Data records:
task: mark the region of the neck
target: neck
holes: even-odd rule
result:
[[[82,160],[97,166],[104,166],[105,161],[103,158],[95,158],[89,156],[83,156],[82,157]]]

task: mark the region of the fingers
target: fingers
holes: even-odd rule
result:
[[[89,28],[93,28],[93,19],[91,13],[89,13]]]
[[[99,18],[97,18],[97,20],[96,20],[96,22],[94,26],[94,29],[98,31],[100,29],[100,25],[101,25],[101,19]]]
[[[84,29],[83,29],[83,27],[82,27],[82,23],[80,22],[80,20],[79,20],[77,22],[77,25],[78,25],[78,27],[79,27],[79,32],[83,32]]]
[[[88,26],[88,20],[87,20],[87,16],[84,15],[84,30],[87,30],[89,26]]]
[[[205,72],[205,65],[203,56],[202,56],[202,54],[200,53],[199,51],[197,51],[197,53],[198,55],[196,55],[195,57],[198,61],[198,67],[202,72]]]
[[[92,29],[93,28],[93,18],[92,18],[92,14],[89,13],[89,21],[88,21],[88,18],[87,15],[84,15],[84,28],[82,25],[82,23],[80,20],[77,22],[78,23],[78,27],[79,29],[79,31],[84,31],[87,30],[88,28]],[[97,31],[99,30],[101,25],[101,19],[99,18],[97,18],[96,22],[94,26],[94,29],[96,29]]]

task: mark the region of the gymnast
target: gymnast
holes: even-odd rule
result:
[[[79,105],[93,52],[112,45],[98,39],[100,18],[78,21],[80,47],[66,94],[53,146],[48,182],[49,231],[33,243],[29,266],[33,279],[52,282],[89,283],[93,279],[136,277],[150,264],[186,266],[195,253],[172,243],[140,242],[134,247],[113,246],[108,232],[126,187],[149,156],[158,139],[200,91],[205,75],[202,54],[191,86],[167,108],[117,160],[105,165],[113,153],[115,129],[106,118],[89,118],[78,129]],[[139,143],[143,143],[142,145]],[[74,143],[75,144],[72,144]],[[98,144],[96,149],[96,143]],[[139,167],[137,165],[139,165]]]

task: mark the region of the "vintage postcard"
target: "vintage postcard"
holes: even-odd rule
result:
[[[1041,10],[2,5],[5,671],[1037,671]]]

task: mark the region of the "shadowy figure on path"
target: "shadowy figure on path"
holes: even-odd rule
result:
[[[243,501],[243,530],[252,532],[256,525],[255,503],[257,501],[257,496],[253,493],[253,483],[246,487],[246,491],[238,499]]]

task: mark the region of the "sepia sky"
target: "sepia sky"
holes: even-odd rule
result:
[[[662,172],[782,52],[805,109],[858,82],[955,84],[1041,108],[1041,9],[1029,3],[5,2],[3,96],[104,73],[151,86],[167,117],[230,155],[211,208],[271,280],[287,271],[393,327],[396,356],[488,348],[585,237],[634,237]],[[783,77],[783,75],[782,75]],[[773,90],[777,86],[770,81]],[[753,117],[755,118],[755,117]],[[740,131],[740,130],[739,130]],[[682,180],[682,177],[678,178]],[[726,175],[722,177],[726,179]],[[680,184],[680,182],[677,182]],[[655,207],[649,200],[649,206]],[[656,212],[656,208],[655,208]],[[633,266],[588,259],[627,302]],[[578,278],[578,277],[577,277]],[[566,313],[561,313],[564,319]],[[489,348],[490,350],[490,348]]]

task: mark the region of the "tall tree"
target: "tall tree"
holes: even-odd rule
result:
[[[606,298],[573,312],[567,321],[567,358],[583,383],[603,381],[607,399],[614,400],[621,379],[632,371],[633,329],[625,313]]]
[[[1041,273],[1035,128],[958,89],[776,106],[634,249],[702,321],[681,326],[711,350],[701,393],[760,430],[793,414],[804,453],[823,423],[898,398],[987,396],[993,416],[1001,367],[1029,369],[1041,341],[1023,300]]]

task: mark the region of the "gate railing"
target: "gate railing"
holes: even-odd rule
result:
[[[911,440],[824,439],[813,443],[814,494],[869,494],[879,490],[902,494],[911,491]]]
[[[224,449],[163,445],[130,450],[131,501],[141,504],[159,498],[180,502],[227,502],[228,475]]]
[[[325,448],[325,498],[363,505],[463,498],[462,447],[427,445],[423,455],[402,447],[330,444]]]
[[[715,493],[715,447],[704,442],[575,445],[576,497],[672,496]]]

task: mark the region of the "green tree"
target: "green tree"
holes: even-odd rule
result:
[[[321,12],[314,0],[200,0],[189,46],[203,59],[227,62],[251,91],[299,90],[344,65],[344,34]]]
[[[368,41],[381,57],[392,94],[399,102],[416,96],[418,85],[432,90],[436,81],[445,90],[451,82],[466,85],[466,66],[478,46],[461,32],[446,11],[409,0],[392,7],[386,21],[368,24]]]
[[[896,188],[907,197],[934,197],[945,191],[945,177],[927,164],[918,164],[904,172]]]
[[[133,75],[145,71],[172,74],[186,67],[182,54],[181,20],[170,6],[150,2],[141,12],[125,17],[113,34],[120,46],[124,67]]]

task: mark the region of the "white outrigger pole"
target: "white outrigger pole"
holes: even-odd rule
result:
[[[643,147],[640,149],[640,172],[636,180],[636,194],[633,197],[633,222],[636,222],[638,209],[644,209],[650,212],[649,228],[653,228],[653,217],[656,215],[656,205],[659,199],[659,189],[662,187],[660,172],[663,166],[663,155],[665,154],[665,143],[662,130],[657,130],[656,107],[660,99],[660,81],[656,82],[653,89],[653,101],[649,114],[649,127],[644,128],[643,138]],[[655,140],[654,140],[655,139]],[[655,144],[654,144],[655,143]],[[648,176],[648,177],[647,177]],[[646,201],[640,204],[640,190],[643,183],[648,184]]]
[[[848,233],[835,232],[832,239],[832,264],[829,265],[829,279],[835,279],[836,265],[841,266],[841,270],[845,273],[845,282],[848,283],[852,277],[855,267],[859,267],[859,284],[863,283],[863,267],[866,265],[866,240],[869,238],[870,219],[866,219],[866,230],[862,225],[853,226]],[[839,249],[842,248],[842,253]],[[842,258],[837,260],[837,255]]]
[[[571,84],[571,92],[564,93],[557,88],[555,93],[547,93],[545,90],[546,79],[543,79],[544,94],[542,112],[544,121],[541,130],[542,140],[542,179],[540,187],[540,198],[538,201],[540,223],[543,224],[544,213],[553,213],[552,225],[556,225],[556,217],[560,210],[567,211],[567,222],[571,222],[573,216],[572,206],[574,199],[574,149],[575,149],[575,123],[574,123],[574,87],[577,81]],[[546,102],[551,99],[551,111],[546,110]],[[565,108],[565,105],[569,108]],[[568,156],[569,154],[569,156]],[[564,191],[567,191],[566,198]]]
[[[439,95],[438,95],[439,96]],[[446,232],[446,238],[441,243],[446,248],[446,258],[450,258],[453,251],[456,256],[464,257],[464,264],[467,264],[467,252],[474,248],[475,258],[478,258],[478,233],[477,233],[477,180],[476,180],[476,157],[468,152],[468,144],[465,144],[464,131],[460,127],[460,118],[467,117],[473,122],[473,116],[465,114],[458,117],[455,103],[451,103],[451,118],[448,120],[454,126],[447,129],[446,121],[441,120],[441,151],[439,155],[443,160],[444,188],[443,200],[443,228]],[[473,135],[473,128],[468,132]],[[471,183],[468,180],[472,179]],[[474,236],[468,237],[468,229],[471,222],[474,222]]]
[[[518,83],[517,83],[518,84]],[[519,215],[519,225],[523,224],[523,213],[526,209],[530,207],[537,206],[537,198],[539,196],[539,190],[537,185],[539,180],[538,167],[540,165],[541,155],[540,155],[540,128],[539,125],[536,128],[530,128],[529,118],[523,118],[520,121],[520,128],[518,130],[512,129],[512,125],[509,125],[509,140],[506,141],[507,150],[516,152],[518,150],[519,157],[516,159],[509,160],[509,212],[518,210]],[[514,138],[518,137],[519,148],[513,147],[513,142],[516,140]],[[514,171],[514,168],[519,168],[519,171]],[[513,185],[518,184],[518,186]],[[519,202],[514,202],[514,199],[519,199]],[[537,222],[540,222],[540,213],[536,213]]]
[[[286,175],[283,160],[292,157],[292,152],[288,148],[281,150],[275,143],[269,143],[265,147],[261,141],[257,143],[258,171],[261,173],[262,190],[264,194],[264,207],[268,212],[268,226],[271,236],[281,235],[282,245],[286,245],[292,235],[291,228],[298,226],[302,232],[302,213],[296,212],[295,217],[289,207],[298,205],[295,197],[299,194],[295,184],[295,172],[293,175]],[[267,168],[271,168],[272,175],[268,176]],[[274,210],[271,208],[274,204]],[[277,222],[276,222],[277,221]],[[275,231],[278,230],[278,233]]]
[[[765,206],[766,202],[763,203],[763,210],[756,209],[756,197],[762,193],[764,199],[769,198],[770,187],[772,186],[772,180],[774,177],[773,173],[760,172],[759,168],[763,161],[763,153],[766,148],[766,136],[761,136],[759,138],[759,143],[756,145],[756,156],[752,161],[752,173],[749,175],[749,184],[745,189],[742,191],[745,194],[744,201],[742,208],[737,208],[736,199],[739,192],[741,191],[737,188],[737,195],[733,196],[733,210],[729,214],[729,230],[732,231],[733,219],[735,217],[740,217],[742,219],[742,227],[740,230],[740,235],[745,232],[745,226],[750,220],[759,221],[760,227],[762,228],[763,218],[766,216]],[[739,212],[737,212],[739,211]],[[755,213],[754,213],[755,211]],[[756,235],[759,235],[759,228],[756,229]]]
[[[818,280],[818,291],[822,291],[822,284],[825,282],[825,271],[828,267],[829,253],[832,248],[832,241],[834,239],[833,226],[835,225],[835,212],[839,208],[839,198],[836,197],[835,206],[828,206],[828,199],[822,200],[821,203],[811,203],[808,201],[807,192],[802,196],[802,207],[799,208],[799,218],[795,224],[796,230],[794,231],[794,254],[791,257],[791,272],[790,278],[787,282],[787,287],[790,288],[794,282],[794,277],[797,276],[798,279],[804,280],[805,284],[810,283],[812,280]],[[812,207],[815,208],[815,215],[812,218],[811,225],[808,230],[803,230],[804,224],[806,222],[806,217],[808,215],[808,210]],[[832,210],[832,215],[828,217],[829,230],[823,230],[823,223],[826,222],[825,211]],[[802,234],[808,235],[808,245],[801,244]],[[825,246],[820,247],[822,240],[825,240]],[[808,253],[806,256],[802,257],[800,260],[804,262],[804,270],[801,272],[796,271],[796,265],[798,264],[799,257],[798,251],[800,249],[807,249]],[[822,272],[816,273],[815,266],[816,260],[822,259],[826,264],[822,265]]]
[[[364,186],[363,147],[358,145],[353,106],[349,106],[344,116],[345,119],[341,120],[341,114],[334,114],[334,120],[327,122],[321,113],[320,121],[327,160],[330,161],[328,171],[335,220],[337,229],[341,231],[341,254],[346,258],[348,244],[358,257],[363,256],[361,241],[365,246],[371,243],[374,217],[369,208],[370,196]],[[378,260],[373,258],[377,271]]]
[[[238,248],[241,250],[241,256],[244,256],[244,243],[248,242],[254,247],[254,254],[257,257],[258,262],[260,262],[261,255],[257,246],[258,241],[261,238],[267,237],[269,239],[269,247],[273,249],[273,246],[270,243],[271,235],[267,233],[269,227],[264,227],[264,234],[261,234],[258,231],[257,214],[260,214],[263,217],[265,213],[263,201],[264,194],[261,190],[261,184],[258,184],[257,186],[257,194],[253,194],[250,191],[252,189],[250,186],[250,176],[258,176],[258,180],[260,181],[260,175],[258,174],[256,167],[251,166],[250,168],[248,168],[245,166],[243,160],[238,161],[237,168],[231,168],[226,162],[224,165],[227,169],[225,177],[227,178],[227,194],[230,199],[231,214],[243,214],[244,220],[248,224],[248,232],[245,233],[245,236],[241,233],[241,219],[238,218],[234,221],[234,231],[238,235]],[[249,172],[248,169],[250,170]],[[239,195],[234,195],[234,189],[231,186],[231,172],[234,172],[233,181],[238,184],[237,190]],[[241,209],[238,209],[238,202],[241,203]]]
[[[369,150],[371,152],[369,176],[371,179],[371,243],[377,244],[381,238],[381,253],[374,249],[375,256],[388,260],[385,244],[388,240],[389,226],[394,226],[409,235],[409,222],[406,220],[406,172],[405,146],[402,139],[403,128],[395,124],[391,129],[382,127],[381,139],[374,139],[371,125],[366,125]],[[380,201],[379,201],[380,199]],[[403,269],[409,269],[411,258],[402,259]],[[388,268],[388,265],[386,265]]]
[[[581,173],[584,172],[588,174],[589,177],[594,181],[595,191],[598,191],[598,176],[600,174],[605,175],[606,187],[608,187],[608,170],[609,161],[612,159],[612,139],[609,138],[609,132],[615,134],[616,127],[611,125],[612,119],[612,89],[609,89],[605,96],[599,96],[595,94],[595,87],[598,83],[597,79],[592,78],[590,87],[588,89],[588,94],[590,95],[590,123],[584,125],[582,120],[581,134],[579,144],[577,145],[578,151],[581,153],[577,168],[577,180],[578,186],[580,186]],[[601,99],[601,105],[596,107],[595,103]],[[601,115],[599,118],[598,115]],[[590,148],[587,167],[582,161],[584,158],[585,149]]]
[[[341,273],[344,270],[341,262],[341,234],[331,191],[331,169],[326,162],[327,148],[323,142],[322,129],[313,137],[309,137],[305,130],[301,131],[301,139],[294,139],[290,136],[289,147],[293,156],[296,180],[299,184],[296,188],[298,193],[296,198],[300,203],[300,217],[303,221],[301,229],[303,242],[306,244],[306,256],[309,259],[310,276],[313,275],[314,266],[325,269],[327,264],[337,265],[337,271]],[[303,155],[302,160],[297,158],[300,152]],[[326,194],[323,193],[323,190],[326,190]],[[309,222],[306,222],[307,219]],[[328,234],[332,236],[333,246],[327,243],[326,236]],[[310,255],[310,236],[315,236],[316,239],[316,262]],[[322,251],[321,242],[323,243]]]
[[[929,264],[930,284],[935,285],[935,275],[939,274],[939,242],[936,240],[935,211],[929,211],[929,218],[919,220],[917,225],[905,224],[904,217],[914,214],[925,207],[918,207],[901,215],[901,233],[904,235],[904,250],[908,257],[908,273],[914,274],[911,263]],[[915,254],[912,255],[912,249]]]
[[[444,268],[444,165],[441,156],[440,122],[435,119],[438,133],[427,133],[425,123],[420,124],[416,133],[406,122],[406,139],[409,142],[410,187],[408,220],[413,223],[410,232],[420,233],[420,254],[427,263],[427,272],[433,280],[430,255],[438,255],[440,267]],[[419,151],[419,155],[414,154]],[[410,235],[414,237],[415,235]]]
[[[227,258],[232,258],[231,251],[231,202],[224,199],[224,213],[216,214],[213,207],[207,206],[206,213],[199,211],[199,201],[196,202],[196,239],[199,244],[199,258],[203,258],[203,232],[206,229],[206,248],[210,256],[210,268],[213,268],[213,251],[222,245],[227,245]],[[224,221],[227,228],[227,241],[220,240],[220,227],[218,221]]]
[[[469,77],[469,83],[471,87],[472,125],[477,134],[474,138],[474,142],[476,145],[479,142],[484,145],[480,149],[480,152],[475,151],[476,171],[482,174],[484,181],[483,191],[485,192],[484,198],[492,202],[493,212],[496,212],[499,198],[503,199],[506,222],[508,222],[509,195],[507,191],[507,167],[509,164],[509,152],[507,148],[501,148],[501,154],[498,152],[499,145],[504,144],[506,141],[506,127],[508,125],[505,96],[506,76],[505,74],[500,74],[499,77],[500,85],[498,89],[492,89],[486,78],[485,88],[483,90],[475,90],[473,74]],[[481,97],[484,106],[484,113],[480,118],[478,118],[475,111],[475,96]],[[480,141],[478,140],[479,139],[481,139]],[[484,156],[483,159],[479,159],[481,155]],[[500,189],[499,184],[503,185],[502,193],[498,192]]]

__What you should do__: Identify every line in the listing above that contains the string "vintage", matching case exactly, and copy each of those lines.

__Correct answer__:
task: mark the region of the "vintage postcard"
target: "vintage postcard"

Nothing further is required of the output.